Task requirements:
a - In the article below about Marines 3D printing an F-35 part, what software did the Marines use to design the part?
b - Pick up the article below about the 3D-printed F-35 landing gear part after its last sentence and carry it forward.

A team of U.S. Marines 3D printed a part for the F-35 stealth fighter saving $70,000 in costs for a whole new landing gear door.
The component is a small part mounted on the door pressing it into the latch. It was designed and 3D printed by Marines from Combat Logistics Battalion 31 (CLB-31) in Carderock, Maryland.
Sam Pratt, a mechanical engineer at the Carderock’s Additive Manufacturing Project Office, provided further technical assistance to the team.
“You can’t buy the piece separate from the landing gear door which is a cost of $70,000. By having the capabilities to print in the field, we were able to replicate the part for a cost of roughly 9 cents.”
3D printed F-35 landing gear
Tasked to train CLB-31 Marines in design and application of 3D printed parts, Pratt was asked by the officers of CLB-31 to help the Marines make a grounded F-35 functional again.
By the time Pratt got to the lab, the Marines had already 3D printed the part, but were having sizing issues. The Marines had designed the part in Blender, a design software mostly used for game and movie special effects. According to Pratt, Blender is not ideal for accurate measurements or engineering work, so further modifications were needed before installation.
The replacement part was made with a hobbyist-oriented 3D printer and PETG filament for high strength and durability.

Entries from a point labeling set
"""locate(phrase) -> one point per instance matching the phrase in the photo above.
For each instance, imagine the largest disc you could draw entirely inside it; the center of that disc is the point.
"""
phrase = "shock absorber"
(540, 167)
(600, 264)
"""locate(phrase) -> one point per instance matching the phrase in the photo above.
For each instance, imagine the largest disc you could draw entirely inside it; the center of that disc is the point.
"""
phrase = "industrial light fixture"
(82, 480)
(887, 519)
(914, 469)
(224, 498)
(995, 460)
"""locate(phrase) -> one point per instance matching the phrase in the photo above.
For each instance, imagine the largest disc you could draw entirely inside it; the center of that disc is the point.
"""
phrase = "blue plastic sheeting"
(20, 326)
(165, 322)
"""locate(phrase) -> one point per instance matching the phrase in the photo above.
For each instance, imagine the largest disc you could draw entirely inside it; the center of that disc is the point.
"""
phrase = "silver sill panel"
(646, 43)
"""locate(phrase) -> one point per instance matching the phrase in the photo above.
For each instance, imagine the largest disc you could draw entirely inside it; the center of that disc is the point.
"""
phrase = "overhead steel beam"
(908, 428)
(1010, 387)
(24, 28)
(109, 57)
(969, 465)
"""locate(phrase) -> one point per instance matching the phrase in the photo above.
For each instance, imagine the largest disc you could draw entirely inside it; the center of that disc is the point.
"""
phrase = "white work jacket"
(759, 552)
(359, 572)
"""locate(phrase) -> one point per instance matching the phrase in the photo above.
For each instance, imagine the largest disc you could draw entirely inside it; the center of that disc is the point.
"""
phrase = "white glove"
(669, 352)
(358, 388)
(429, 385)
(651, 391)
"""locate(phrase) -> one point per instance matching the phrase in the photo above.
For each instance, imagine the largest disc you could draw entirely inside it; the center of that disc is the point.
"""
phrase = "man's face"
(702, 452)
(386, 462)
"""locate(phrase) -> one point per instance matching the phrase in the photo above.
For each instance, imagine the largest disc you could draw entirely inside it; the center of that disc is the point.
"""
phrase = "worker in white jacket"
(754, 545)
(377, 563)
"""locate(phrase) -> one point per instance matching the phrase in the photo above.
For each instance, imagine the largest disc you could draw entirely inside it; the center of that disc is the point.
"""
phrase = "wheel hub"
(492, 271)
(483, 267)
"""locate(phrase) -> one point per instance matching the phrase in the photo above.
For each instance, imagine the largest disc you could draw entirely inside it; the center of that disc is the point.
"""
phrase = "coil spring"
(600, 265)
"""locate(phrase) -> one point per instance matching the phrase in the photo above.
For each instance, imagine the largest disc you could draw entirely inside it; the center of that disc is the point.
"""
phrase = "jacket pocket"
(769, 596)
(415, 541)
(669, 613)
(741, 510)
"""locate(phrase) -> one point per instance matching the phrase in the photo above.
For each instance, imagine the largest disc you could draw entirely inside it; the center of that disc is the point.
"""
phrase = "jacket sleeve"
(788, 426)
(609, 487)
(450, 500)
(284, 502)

Results by task:
a - Blender

b -
3D printing policy of the U.S. Army
Currently, in the U.S. Army, there are set guidelines and instructions to 3D print new parts of on-ground vehicles. Each new 3D printed part is approved by the Marine Systems Command (MSC).
However, 3D printing aircraft parts is a more a complicated task. As Pratt explains, “Aircrafts by nature are a lot more restrictive. There are airworthiness concerns, so when trying to print a part, you really have to know that the part is good so you don’t put your pilots and flight crews in danger.”
Regarding the use of 3D printing in the U.S Army, Pratt further explained: “We will see additive manufacturing used more often to make replacement parts […] there are already about 85-90 parts currently approved to print for ground vehicles, so it is as easy as going online, downloading the file and printing the part.”
3D printing aircraft parts
The U.S. Air Force has been using 3D printing as a cost and time efficient method to manufacture aircraft parts and prototypes. Since 2015, Tinker Air Base, Oklahoma has employed 3D printing to provide parts for airplanes and facilitate repair operations.
Most recent development includes the Air Force Research Laboratory (AFRL) and HRL Laboratories partnership to further the research into 3D printed ceramics for use in hypersonic flight vehicles.
Last month, United States’ Hill Air Force Base, Utah, announced that it will install a 3D printer to manufacture spare parts of F-35. It is hoped that the project will be cost and design efficient method to manufacture aircraft parts.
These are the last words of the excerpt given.